• [Task brief]: Show every line of the entries below that contains the string "snowy", copying each such line as it appears.

• [Listed records]:
* start *

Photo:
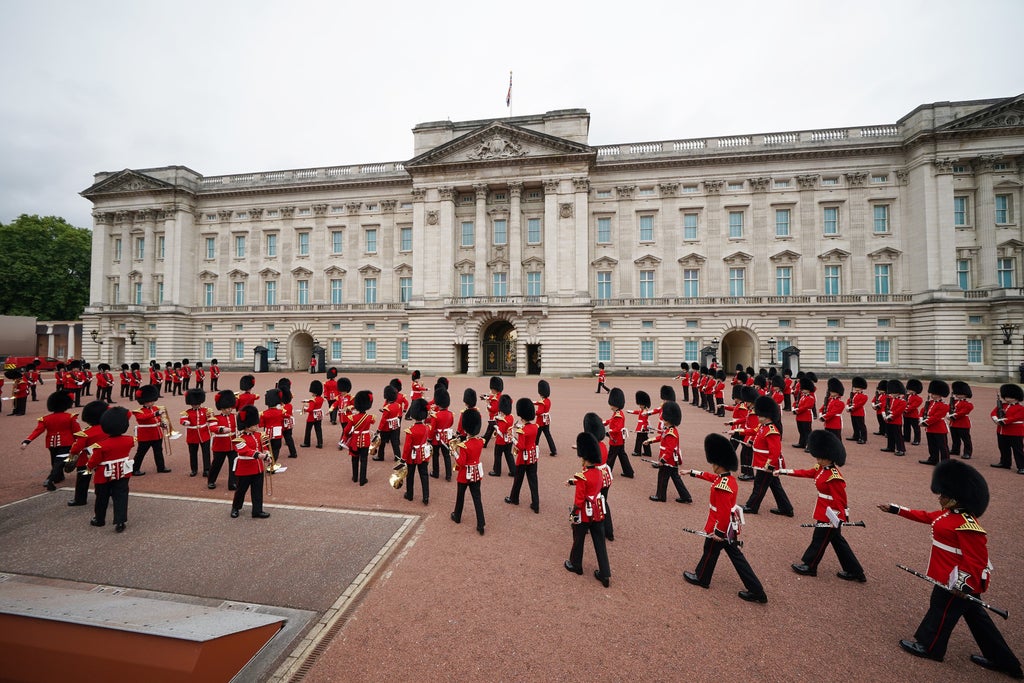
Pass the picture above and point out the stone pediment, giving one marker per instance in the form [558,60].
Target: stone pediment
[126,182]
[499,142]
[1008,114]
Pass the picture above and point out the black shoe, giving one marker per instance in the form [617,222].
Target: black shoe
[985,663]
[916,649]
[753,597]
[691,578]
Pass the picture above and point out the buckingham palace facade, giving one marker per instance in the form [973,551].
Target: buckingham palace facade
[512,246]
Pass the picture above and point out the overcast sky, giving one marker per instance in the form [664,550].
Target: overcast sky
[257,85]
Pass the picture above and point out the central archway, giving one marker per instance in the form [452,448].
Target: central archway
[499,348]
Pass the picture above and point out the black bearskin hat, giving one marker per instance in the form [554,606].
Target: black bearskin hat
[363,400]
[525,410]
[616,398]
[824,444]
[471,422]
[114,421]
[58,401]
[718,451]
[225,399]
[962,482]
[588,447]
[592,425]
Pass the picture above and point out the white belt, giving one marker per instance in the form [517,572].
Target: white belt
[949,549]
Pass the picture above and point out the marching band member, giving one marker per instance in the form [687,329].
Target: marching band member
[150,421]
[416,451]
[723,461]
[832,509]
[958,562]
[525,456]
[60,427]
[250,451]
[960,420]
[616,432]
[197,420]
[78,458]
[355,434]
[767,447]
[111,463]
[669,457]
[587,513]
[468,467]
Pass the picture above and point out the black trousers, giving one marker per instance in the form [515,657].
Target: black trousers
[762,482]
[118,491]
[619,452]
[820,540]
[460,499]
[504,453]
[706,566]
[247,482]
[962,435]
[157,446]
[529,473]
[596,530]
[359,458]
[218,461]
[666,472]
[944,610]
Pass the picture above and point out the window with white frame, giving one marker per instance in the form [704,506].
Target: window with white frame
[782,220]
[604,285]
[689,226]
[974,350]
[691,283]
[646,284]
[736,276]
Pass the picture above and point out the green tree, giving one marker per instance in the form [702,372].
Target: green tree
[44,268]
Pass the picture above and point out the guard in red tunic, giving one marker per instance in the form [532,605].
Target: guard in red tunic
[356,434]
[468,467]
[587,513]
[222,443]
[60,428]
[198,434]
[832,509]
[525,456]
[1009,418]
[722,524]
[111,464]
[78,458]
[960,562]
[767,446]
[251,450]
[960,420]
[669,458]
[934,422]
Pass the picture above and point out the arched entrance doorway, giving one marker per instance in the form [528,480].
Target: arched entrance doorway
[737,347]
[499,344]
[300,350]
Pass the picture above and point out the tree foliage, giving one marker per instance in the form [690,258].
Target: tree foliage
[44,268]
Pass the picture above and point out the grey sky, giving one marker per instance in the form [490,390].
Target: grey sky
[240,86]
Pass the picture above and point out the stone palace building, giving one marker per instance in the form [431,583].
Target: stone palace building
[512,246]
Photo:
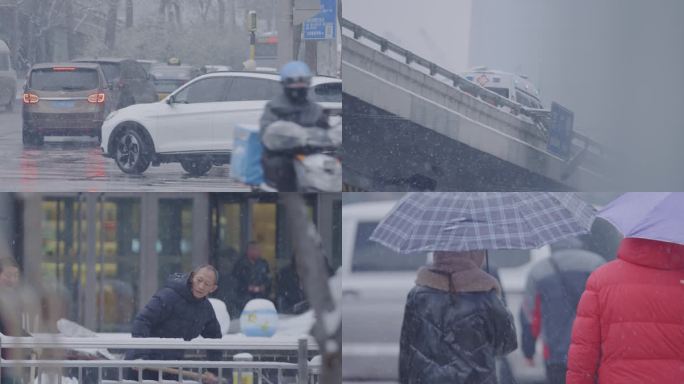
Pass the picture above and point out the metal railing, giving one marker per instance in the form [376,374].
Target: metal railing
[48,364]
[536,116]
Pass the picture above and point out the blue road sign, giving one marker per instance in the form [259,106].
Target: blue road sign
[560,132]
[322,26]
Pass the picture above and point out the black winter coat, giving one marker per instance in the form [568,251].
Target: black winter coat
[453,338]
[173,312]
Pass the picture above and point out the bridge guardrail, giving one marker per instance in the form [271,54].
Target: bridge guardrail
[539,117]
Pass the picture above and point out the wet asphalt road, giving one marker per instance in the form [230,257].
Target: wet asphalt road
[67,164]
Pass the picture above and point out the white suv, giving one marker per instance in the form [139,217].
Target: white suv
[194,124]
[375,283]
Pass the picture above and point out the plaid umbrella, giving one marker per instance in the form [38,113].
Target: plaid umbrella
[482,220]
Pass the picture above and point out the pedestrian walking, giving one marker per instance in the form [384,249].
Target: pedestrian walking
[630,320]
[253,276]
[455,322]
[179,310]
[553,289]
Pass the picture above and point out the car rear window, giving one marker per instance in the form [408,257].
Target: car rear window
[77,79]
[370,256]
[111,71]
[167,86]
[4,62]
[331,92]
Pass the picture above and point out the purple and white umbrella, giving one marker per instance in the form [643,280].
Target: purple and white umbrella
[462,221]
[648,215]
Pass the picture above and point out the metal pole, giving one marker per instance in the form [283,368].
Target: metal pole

* end *
* start *

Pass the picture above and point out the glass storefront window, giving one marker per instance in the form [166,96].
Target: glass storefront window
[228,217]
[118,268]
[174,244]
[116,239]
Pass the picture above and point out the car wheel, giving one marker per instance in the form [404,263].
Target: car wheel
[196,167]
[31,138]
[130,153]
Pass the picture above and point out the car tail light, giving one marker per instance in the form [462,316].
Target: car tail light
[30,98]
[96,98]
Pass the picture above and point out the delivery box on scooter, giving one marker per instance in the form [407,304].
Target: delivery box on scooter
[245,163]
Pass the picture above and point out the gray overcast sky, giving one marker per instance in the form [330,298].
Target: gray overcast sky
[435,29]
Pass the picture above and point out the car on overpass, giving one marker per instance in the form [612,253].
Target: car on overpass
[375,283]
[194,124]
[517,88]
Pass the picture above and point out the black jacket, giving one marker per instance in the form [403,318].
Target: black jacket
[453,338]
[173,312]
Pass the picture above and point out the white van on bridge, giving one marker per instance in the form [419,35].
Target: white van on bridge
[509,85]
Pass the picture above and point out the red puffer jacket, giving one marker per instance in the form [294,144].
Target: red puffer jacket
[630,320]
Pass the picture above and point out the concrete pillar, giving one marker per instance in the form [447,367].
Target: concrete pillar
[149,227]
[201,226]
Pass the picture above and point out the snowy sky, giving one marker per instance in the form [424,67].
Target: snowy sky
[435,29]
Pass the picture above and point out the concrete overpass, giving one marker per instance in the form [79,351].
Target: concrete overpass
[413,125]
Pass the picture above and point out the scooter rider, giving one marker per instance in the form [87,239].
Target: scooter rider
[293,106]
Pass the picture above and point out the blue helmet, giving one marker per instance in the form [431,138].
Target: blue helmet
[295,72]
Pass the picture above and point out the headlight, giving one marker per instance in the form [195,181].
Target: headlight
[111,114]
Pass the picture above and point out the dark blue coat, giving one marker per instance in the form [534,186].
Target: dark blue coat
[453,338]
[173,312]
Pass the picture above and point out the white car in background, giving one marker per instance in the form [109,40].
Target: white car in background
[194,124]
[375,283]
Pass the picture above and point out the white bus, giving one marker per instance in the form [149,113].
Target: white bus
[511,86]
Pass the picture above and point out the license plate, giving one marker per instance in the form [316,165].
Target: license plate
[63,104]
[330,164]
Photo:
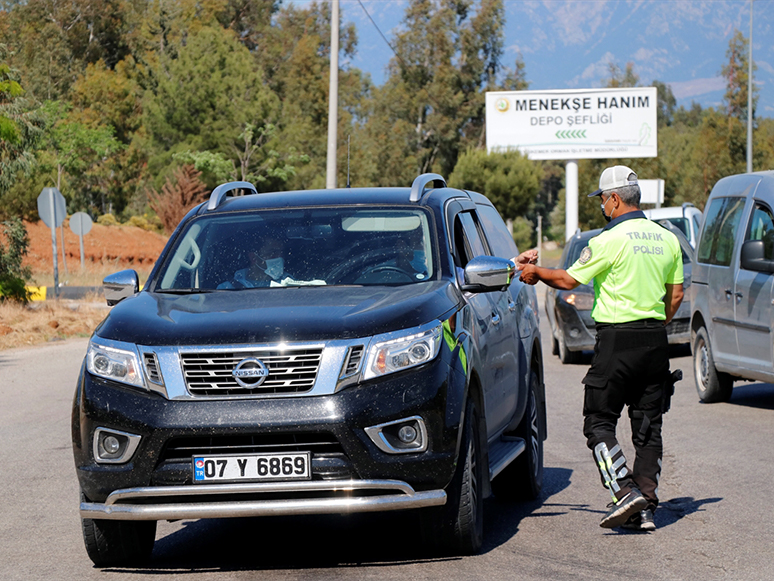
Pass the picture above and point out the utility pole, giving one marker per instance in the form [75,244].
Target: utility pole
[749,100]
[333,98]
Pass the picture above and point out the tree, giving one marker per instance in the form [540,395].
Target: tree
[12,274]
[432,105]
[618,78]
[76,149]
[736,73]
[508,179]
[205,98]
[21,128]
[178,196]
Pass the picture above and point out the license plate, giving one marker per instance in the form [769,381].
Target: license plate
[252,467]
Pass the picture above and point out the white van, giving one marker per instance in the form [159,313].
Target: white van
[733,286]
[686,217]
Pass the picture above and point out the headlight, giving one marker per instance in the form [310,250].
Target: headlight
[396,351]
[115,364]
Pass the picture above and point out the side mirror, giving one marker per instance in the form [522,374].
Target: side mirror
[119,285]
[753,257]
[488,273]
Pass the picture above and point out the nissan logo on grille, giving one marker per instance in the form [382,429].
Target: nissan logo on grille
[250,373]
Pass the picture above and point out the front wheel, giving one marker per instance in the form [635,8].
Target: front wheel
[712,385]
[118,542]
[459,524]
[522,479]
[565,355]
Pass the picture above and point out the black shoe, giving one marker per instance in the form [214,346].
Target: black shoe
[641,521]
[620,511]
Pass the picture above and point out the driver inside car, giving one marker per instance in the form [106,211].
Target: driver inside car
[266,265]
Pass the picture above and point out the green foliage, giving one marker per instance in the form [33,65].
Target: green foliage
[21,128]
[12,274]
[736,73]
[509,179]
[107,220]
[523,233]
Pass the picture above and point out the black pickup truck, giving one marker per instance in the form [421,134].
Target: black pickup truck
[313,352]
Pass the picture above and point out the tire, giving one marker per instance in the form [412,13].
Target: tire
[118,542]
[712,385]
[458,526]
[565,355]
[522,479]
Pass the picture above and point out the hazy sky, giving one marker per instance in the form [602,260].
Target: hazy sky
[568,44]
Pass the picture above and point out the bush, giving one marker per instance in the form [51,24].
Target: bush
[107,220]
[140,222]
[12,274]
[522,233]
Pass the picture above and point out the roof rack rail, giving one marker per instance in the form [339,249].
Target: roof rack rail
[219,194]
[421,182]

* end *
* start *

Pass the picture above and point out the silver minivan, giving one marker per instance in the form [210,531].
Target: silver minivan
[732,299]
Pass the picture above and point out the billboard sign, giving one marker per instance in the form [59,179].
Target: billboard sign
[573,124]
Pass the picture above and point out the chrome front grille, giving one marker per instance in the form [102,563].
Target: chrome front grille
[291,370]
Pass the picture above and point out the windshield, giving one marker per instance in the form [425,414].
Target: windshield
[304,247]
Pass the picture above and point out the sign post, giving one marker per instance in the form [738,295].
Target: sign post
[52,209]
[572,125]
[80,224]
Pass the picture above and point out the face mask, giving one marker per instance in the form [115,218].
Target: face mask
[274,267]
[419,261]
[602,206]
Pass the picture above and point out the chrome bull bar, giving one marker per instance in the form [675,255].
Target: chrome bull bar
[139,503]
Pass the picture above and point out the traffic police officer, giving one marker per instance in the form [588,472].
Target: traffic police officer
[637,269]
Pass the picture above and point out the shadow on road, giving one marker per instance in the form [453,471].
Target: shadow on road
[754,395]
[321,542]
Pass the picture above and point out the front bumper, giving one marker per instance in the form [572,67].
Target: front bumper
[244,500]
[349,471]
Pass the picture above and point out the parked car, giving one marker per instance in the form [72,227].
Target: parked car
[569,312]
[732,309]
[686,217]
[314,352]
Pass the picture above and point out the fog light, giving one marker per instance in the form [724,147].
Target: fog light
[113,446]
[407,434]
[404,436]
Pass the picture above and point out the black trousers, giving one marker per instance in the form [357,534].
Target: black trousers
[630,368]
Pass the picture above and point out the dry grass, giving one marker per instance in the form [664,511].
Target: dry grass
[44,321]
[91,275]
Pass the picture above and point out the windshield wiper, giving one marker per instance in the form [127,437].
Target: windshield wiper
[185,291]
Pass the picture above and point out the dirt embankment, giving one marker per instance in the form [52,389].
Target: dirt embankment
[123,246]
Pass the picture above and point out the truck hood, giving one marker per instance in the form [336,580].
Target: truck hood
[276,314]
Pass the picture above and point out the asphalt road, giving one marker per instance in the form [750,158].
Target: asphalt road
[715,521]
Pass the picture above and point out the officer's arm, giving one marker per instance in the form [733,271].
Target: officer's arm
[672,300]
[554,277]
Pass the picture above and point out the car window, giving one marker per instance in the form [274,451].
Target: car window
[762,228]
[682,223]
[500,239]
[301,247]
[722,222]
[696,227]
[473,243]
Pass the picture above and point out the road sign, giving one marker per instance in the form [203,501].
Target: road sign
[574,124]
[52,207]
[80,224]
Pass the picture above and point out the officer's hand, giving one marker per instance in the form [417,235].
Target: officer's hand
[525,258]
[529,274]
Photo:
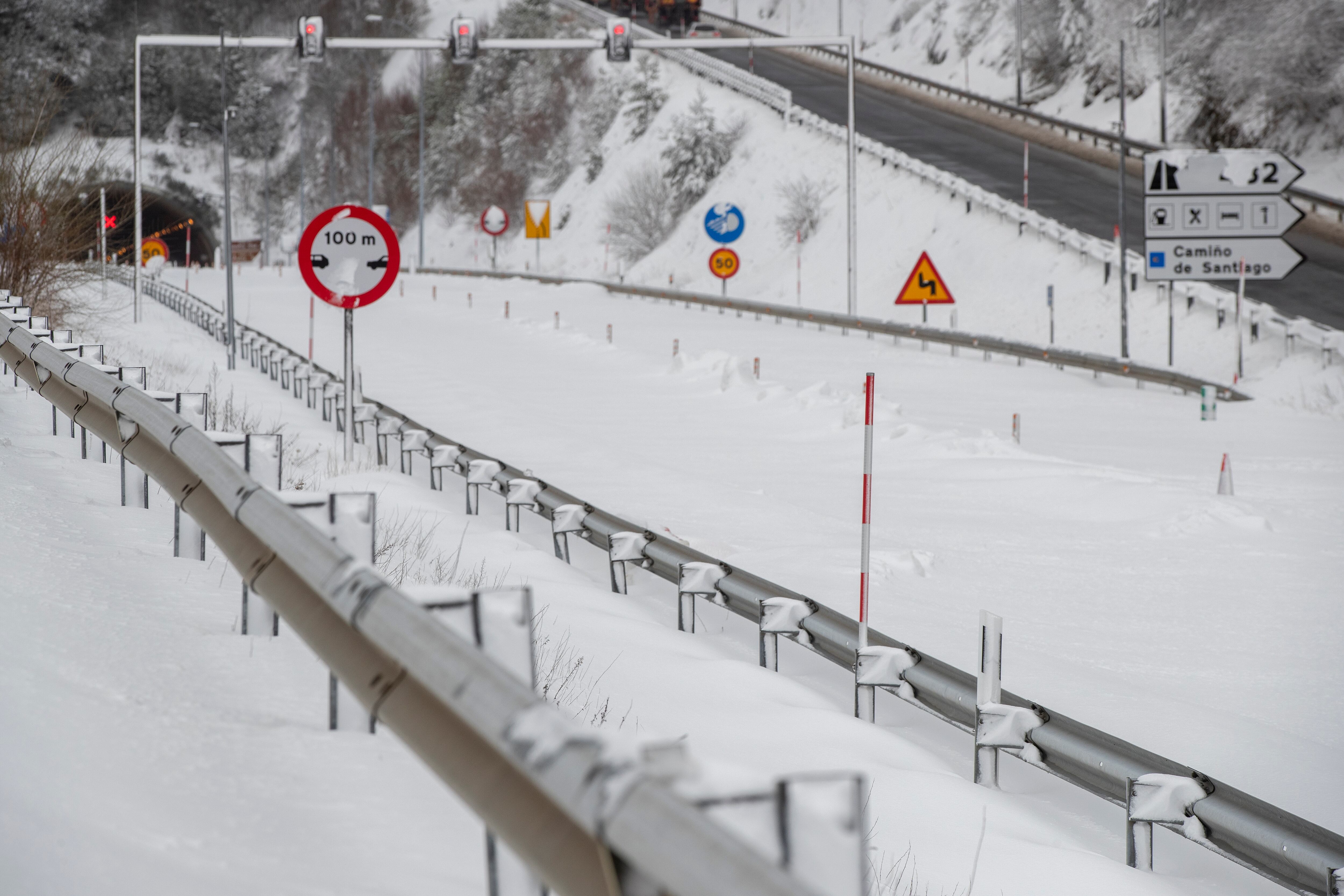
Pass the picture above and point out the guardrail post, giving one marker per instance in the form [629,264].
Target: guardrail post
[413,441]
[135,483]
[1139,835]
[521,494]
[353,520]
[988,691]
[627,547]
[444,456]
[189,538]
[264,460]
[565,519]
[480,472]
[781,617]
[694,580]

* end *

• [The completed task]:
Pass the picture above and point out the snowy sky, giving one marker per instance in the form [424,67].
Target: snowy sky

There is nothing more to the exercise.